I've finished runs of kuangliu's code for ResNet50, DenseNet121, and DPN92.

I did recently find a bug in netharn, that would cause the learning rate schedule to be slightly off, which I assume accounts for the discrepancy between my netharn numbers and when I reran kuangliu's scripts. However, the discrepancy between my runs of ResNet50 and kuangliu's is still very real.

Here is my results table:

          model |  kuangliu  | rerun-kuangliu  |  netharn |
    -------------------------------------------------------
    ResNet50    |    93.62%  |         95.370% |  95.72%  |  <- how did that happen?
    DenseNet121 |    95.04%  |         95.420% |  94.47%  |
    DPN92       |    95.16%  |         95.410% |  94.92%  |

The first column is kuangliu's reported accuracy, the second column is me running kuangliu's code, and the final column is using my own training harness (handles logging and whatnot) called netharn.

- **Dataset extract**
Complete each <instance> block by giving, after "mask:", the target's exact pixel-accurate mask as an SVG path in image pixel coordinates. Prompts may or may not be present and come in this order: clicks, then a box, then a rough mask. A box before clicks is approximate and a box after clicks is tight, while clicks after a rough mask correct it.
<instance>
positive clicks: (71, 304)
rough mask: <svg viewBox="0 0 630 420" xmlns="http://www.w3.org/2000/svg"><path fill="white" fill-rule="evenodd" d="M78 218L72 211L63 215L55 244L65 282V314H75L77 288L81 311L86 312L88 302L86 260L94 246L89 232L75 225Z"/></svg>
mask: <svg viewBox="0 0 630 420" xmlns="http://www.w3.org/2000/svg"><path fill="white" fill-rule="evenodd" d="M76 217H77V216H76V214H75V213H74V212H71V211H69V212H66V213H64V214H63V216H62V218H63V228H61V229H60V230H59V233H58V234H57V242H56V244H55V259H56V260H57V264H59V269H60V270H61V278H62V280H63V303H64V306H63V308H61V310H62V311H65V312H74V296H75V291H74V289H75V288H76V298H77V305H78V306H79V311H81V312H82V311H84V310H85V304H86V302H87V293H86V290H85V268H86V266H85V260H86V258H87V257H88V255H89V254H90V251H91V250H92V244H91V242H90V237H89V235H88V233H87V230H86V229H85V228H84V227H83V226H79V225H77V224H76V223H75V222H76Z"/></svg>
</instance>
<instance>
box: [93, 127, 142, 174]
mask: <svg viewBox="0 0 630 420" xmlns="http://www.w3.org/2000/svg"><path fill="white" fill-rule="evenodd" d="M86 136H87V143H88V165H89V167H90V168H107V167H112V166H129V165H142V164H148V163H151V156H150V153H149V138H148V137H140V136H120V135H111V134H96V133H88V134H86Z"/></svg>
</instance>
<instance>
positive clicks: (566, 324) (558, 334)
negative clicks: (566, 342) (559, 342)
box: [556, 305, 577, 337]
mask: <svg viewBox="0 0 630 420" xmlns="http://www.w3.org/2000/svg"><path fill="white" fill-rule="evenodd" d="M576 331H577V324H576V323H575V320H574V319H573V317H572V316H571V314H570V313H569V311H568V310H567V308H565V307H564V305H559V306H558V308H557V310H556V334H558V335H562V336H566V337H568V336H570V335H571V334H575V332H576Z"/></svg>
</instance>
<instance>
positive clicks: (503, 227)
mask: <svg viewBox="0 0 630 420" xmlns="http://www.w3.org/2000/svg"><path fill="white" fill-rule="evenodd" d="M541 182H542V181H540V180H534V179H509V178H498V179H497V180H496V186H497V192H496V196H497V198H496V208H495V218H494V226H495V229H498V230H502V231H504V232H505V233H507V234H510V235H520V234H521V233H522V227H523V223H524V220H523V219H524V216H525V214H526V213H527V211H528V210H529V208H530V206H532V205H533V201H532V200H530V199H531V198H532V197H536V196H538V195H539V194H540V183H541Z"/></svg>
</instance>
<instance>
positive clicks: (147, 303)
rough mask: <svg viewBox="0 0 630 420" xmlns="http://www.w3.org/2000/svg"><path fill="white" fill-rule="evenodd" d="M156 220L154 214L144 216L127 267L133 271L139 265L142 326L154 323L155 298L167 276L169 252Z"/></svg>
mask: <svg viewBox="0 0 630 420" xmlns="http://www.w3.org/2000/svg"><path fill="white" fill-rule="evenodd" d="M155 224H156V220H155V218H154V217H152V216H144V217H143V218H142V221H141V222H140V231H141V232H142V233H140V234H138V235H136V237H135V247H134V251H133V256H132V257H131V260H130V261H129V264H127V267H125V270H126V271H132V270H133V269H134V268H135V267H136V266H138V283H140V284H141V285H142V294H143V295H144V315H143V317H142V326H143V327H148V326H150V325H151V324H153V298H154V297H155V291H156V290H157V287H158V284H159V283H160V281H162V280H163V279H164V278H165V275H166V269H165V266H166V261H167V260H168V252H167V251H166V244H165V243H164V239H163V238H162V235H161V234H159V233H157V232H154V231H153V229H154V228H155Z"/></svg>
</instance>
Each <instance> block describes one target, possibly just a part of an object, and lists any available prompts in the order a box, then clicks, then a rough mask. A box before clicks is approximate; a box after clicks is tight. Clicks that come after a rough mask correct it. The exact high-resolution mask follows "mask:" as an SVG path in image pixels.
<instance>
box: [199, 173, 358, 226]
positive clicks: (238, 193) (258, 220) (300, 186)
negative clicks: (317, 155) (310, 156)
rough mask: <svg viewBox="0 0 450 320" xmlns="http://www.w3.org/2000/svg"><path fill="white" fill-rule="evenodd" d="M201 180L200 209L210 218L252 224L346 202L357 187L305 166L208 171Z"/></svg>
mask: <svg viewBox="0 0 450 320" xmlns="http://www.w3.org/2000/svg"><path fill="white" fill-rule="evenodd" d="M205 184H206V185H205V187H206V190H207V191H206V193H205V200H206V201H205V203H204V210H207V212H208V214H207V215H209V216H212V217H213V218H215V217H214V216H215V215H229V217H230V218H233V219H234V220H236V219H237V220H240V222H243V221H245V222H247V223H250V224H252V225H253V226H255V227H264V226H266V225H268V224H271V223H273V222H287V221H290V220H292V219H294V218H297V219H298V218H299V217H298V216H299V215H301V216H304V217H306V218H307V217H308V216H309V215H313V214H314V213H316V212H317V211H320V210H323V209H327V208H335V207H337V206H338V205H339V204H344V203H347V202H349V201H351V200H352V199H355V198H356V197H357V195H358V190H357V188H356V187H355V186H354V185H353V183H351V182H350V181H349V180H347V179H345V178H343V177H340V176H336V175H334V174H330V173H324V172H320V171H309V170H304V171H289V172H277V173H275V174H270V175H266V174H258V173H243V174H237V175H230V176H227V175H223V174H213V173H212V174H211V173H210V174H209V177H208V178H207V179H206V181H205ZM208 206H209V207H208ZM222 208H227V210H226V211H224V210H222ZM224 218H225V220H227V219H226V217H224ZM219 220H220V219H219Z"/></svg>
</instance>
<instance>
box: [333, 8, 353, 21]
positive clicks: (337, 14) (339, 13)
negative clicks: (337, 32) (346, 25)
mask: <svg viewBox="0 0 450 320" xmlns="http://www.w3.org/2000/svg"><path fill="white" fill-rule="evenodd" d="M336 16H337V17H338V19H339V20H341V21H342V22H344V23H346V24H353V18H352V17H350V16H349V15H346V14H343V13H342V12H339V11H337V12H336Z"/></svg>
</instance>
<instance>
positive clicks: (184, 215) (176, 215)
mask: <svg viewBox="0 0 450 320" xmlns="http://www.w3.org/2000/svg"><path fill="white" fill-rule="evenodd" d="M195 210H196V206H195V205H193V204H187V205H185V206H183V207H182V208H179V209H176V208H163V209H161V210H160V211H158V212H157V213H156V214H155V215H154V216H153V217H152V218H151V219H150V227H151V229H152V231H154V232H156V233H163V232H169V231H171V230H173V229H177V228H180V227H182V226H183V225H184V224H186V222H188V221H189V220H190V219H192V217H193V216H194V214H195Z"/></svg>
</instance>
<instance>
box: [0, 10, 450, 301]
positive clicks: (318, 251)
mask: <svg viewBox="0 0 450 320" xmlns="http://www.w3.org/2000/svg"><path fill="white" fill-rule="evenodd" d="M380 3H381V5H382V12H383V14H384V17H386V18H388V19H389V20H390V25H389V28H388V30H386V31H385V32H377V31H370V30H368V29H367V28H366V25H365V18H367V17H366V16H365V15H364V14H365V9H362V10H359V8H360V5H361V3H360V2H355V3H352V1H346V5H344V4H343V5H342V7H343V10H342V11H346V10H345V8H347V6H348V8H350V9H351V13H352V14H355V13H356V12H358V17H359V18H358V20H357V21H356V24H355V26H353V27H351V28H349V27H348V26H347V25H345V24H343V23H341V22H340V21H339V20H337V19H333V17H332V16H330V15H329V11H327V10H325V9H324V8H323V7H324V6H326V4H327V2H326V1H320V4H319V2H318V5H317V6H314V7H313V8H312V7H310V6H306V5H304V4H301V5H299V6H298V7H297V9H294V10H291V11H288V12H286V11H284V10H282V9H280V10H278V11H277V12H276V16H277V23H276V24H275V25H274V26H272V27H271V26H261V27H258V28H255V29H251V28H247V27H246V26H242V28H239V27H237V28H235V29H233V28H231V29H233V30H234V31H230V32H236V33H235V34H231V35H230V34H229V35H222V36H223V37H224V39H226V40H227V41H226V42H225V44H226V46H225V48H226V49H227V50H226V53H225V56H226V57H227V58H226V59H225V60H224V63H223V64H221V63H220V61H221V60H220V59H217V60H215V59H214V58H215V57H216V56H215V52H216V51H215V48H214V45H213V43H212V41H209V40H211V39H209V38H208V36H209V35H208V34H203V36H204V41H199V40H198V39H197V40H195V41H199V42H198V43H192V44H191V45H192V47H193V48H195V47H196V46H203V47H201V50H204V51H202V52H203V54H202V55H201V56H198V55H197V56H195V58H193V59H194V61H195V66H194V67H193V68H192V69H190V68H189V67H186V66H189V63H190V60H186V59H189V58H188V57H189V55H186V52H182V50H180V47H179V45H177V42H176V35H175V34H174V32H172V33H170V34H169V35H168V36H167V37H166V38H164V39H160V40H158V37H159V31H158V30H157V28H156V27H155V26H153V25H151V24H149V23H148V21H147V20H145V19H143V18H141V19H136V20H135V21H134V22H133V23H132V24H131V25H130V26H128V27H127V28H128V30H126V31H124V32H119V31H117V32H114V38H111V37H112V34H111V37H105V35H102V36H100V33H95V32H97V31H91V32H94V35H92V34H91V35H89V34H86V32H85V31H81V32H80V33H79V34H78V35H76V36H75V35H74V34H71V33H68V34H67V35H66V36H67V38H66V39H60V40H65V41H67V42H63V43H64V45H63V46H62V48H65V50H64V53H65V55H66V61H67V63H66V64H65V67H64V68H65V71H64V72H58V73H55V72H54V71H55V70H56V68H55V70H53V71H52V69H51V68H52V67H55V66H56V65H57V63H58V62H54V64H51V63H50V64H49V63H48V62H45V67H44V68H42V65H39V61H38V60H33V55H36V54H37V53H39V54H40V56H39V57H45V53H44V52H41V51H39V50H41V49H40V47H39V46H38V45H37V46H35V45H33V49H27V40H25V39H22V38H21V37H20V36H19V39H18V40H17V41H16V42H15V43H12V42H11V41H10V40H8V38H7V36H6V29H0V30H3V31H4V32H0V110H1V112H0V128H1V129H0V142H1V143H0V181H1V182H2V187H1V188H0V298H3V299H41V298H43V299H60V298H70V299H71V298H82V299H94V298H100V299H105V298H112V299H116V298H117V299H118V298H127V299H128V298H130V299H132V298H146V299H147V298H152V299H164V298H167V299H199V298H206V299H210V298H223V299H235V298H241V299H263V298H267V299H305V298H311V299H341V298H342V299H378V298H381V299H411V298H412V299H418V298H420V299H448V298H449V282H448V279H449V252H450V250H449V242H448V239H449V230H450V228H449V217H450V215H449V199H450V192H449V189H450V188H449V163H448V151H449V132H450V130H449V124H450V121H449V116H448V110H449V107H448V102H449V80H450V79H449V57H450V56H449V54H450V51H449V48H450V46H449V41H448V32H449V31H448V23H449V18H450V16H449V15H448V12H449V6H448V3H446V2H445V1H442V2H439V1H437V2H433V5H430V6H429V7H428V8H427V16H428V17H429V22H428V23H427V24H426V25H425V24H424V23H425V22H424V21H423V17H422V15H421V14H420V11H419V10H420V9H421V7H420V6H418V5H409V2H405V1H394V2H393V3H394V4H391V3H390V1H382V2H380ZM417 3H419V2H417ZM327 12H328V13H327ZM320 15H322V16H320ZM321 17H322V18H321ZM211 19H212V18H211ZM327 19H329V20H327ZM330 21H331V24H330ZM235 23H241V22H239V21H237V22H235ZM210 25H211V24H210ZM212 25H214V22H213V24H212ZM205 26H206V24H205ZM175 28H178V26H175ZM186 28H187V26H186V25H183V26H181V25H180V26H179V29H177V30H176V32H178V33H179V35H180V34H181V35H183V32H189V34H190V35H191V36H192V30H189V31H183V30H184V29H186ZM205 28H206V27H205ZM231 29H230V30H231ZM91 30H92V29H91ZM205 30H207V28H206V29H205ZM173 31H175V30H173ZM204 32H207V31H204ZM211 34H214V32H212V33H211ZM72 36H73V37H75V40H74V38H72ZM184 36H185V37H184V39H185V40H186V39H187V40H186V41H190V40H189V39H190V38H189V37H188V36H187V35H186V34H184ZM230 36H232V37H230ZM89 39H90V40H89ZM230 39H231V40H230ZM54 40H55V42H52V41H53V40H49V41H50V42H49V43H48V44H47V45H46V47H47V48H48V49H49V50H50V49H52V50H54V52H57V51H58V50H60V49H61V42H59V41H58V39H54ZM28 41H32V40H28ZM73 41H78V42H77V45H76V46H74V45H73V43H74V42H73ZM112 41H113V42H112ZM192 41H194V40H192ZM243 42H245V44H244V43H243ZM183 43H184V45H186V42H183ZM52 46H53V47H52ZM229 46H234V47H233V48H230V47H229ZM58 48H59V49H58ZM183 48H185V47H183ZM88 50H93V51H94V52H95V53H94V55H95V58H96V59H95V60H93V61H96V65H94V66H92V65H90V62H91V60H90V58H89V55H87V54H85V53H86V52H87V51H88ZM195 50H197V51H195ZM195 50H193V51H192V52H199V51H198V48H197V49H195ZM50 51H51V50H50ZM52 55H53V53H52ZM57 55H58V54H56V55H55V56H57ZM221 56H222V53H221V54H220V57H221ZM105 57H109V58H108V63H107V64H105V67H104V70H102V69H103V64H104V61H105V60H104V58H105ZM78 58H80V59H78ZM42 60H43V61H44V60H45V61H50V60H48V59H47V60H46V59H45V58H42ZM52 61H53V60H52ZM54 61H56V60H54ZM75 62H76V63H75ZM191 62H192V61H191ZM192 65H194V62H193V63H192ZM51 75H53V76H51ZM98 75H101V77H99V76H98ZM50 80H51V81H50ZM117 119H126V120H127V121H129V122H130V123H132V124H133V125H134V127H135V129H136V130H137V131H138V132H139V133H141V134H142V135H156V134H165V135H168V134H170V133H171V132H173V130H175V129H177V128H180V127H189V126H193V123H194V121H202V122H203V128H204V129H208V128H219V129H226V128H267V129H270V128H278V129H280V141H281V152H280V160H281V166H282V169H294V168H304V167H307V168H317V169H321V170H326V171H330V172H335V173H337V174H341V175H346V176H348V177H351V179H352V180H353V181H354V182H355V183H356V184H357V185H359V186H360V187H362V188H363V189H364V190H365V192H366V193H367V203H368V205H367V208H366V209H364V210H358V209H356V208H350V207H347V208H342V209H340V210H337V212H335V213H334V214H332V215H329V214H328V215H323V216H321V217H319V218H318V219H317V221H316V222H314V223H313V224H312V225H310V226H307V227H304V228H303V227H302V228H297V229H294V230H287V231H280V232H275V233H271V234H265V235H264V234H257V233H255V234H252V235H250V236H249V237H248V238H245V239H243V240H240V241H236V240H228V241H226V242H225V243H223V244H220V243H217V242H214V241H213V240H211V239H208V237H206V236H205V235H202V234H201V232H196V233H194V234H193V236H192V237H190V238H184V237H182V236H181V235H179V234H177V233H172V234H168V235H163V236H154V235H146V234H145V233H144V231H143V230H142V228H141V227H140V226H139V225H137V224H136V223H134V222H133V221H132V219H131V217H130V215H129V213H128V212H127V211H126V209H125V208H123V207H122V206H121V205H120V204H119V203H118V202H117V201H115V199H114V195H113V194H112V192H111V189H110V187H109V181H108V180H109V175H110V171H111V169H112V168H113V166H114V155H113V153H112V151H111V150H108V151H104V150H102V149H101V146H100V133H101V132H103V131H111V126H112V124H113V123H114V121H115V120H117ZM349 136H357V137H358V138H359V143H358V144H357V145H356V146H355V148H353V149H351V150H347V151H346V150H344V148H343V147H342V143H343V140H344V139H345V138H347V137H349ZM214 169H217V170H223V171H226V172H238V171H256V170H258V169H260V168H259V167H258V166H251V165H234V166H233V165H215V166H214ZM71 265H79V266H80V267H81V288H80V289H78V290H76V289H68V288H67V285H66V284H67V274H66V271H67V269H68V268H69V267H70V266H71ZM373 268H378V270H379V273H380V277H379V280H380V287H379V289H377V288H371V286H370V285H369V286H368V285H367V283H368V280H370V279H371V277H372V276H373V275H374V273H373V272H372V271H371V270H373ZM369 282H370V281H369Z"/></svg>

- **What you need to do**
(a) In the training-results post, what accuracy did the rerun of kuangliu's code reach for DenseNet121?
(b) Continue the training-results post about rerunning kuangliu's models, picking up after its final sentence.

- **Answers to the tasks**
(a) 95.420%

(b)
EDIT: I recently learned that CuDNN is non-determenistic by default, so that can also account for some minor discrepancy between results, but I don't think its enough to explain away these findings.

AlphaQi commented 6 years ago

我使用作者的code进行训练,使用20层的resnet,竟然达到了95.04%的准确率,表示震惊,这还没有用其他技巧

willyqin commented 6 years ago

Accuracy of ResNet18 is much higher than reported too.

willyqin commented 6 years ago

我使用作者的code进行训练,使用20层的resnet,竟然达到了95.04%的准确率,表示震惊,这还没有用其他技巧

我用ResNet18跑出来的效果也超过了95%.

jingege315 commented 5 years ago

我使用作者的code进行训练,使用20层的resnet,竟然达到了95.04%的准确率,表示震惊,这还没有用其他技巧

我用ResNet18跑出来的效果也超过了95%.

Me too. The val accuracy is 94.1% using ResNet18. But I get a so bad result (87%) using my code with the same structure in torch

willyqin commented 5 years ago

the ResNet structure of this code is not the standard structure. More channels are used.

Hui notifications@github.com 于2018年11月28日周三 下午6:47写道:

我使用作者的code进行训练,使用20层的resnet,竟然达到了95.04%的准确率,表示震惊,这还没有用其他技巧

我用ResNet18跑出来的效果也超过了95%.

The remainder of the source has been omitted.